Point labeling data:

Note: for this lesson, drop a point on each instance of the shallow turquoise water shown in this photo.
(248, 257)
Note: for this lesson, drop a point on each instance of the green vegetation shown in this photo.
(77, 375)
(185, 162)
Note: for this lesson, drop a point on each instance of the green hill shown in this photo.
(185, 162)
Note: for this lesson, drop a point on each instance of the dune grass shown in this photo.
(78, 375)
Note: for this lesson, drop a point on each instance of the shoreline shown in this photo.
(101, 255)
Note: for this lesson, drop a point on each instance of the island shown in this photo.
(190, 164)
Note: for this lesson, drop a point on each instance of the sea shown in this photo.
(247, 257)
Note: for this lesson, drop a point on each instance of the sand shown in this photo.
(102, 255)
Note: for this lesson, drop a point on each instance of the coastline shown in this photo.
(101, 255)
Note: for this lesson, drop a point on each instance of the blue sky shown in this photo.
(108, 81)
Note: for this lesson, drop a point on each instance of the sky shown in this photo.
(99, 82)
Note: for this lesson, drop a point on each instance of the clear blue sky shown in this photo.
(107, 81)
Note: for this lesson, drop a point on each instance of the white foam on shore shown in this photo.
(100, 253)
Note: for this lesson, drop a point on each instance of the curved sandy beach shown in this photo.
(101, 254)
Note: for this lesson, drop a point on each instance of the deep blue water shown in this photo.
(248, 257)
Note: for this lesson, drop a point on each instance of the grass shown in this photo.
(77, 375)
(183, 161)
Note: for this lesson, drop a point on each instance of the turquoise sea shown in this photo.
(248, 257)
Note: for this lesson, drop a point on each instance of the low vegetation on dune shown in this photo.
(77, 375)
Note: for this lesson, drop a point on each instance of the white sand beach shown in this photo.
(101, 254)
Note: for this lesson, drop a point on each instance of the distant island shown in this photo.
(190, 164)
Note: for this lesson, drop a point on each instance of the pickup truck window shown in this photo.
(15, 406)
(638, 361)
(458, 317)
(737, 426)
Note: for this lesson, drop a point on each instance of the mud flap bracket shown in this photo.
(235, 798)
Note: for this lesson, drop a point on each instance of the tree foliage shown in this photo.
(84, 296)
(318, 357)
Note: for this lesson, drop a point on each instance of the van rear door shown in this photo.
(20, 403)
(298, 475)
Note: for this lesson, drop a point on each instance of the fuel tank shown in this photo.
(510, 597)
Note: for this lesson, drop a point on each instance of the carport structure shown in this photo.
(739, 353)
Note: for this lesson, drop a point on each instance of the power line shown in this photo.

### [Directions for this task]
Reproduce every line of the data above verbatim, from the first line to the last.

### [Reply]
Note: for this lesson, drop a point on each instance of the shallow turquoise water shown in this photo.
(248, 257)
Note: for this lesson, drop a point on each instance of the green vegetation shown in this photo.
(77, 375)
(185, 162)
Note: for this lesson, drop a point on each instance of the green hill shown in this photo.
(185, 162)
Note: for this lesson, drop a point on each instance of the dune grass shown in this photo.
(78, 375)
Note: for this lesson, drop a point on each instance of the shoreline shown in this photo.
(101, 255)
Note: for this lesson, drop a point on each instance of the island shown in this photo.
(190, 164)
Note: for this lesson, drop a point on each instance of the sea shown in this photo.
(247, 257)
Note: for this lesson, drop a point on each instance of the sand shown in this photo.
(102, 255)
Note: for this lesson, drop a point on each instance of the coastline shown in this photo.
(101, 255)
Note: for this lesson, drop a point on each instance of the blue sky shown in this photo.
(108, 81)
Note: for this lesson, drop a point on each instance of the sky shown in this photo.
(99, 82)
Note: for this lesson, drop a point on each instance of the clear blue sky shown in this photo.
(107, 81)
Note: for this lesson, drop a point on each instance of the white foam on shore shown in this photo.
(100, 253)
Note: for this lesson, drop a point on each instance of the curved sandy beach shown in this photo.
(101, 254)
Note: for this lesson, drop a point on each instance of the deep blue water shown in this photo.
(248, 257)
Note: for this lesson, drop a point on each instance of the grass shown in this photo.
(77, 375)
(183, 161)
Note: for this lesson, drop a point on each instance of the turquoise sea shown in this photo.
(248, 257)
Note: for this lesson, drop a point on each instance of the low vegetation on dune shown in this photo.
(77, 375)
Note: for this lesson, drop a point on each instance of the white sand beach shown in this photo.
(101, 254)
Note: for this lesson, drop a point on each instance of the distant island shown in this photo.
(190, 164)
Note: for this lesson, drop a point on each instance of the pickup truck window shown in this photo.
(15, 406)
(638, 361)
(458, 317)
(737, 426)
Note: for this lesson, drop a point on each instance of the mud flap bracket shown in this photo.
(235, 798)
Note: for this lesson, drop a point on each instance of the tree foliage shown in this photo.
(84, 296)
(318, 357)
Note: for this lesson, drop a point on each instance of the van rear door shown in this photo.
(20, 403)
(298, 475)
Note: for this lesson, drop a point on each instance of the fuel tank shown in this photo.
(510, 597)
Note: for this lesson, drop a point on each instance of the carport structure shown in this photo.
(739, 353)
Note: for this lesson, drop a point on each instance of the power line shown in this photo.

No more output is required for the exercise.